** START **
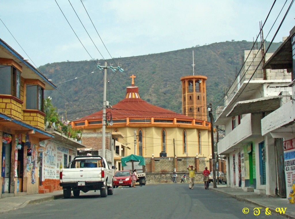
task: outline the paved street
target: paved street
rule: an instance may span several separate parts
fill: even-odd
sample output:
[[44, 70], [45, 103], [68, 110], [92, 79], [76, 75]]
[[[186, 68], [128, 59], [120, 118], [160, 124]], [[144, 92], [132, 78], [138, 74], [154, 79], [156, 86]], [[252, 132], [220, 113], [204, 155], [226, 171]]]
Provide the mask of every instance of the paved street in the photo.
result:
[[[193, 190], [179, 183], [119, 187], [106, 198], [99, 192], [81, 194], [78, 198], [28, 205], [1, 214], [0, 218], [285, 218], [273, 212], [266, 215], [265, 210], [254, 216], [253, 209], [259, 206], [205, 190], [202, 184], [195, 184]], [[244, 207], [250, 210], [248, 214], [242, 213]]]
** END **
** START **
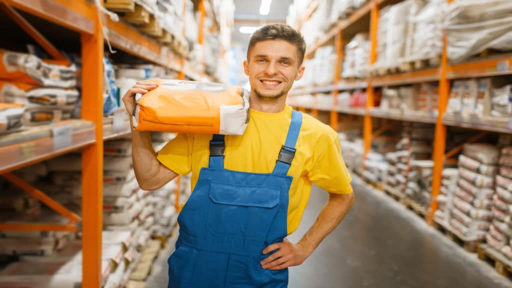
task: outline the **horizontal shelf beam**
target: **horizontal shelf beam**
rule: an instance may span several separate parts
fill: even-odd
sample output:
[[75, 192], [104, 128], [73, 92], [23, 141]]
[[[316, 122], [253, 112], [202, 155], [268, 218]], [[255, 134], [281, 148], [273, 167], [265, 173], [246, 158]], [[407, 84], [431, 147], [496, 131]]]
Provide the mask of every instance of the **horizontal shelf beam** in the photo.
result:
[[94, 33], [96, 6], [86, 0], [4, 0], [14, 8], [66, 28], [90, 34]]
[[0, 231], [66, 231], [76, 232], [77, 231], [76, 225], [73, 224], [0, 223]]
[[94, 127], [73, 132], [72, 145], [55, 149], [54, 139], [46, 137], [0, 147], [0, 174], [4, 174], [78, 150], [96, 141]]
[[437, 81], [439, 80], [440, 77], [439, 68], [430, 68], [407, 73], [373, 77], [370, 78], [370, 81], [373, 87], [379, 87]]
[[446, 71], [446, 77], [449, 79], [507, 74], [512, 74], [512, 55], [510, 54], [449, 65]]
** END **
** START **
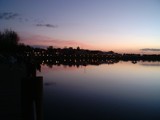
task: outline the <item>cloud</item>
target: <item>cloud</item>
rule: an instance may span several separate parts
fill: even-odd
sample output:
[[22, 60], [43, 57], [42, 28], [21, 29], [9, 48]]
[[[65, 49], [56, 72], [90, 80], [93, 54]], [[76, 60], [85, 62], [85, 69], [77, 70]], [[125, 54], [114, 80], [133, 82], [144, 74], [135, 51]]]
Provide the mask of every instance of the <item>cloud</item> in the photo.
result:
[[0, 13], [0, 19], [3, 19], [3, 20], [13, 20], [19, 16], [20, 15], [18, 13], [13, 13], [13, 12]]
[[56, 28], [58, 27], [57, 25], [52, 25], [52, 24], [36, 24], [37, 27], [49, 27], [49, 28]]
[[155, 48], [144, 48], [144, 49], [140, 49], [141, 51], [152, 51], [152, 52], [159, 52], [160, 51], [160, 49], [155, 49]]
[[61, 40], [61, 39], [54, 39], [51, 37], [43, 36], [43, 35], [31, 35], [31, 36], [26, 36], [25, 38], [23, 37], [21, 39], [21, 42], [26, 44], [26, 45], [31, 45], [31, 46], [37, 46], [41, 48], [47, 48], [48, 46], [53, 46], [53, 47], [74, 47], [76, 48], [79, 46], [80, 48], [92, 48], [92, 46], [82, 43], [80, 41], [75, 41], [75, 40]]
** END **
What this task involves –
Copy out the data between the line holding "task: outline the <item>cloud</item>" and the line holding "13], [13, 12]]", inclusive, swapping "even-odd" for "nonzero" and leaving everything else as it is.

Reply to the exercise –
task: outline the <item>cloud</item>
target: <item>cloud</item>
rule: an instance may span several separate parts
fill: nonzero
sample output:
[[22, 60], [43, 57], [42, 28], [21, 29], [9, 48]]
[[[65, 49], [56, 72], [90, 80], [93, 54]], [[76, 60], [85, 62], [85, 69], [77, 70]], [[125, 54], [114, 80], [133, 82], [144, 74], [135, 51]]]
Provide the mask of every instance of the <item>cloud</item> in the photo.
result:
[[0, 13], [0, 19], [3, 19], [3, 20], [13, 20], [19, 16], [20, 15], [18, 13], [13, 13], [13, 12]]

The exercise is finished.